Required work:
[1] In the piece on the Denver City Center plaza renovation, at which intersection is the plaza situated?
[2] Take the piece on the Denver City Center plaza renovation further, picking up after its final paragraph.

Selected excerpt:

◆ ◆ ◆

It’s time to take a final look at the Denver City Center plaza as it is now complete! This plaza, situated on 17th and California, has gone through a major renovation and has given new life to this intersection. Here are all the previous updates for this project.
Downtown Reinvestment: Denver City Center
Downtown Reinvestment: Denver City Center Update #2
Today I have a huge photo tour covering all the new elements of this renovation. Let’s start off with the 18th Street side. 707 17th Street is a mixed use building with two entrances. Before this project, each entrance looked very different and nothing was uniform along the street. Now, both entrances are clearly marked and the same materials are used on both sides of the building: a steel and glass awning, wooden ledges, and uniform stairs.
The 17th Street side is a little bit different because there are no entrances to the buildings along this street. Instead, there are glass awnings and signs attached to the Johns Manville Plaza building clearly marking the entrances to the retail.
The Stout Street side is more or less the same as 17th Street minus a new entrance to Johns Manville Plaza. There is also an inward facing triangular set of benches interestingly placed along Stout as well.
Heading towards 18th along Stout you will also find the new bus shelters. The rounded edge steel and translucent glass is a reoccurring theme throughout this whole block and it looks pretty sharp!
Here is a closer look at the outer facing ground floor retail pads. Once again, there is a translucent glass awning with ‘Denver City Center’ signage on the outside.
There are two entrances to the Denver City Center plaza, one off of California and the other off of Stout. Each entrance will be very well lit thanks to the new sleek street lights that were installed.
The entrances off of 17th street are also very inviting. Here you will find the same signage, bike racks, and resting areas.
Let’s take a look at the plaza itself. Even though the idea of a plaza in front of office buildings is a thing of the past, this is a great example of what the modernization of an existing plaza should look like. There is ample seating, great tree coverage, tables and chair scattered throughout, and color patterned concrete clearly marking the plaza.

◆ ◆ ◆

Given material:

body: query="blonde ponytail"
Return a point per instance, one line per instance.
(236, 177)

◆ ◆ ◆

Answer list:
[1] 17th and California

[2]
The tables and chairs are bright yellow and green adding a nice splash of color.
Wooden benches also line the landscaping bulbs for additional seating.
The landscaping is very well done with both plants and trees in each bulb. Also included on each side of the plaza is the Denver City Center Signage.
This plaza renovation is exactly what this part of Downtown Denver needed and we would all hope that it would help activate this area. Unfortunately, there is a major flaw with this plaza. Did you notice there was not one single person on the plaza even with a very busy hotel right on top of it? This is because we, as pedestrians and passersby, cannot use this plaza; it is not for public use. There is a sign, which can be missed, stating ‘Private Property, No Trespassing’. I was approached, as I was wrapping up my photo set, by a guard from Johns Manville Plaza saying it was in their ‘policy’ that I cannot take photos of the plaza. At this time, I had not seen the sign saying this was private property. Complying with his demands to move along, I put my camera away and decided to take a seat on a bench to enjoy the new look of the plaza. A few minutes later, I was approached by another guard, this time from 707 17th Street, saying I cannot be on the plaza unless I am a tenant of either two buildings. From then on, he watched me from the center of the plaza as I was taking pictures from the sidewalk to make sure I would not enter again. We have this wonderful plaza that is actually deactivating this block during non-business hours. What a shame, there is so much lost potential.
Thank you for braving the JM guard corps to bring us these excellent shots! Why would so inviting a space be off-limits to the public while also being so easily accessible? The signage is obviously ineffective and too small to deter riffraff like urban planners! What is the point of such a space?
Is it just me, or did it not really change that much. The weird unusable doors to the underground parking garage are still there (just glass now), the planters have the exact same outline, just painted, the concrete patio hasn’t change. I was really excited for all of the updates they were putting into this, but it turns out to just be paint, a couple signs, and some benches.
Dan,
Those glass enclosures are actually fire escapes for the Mariott.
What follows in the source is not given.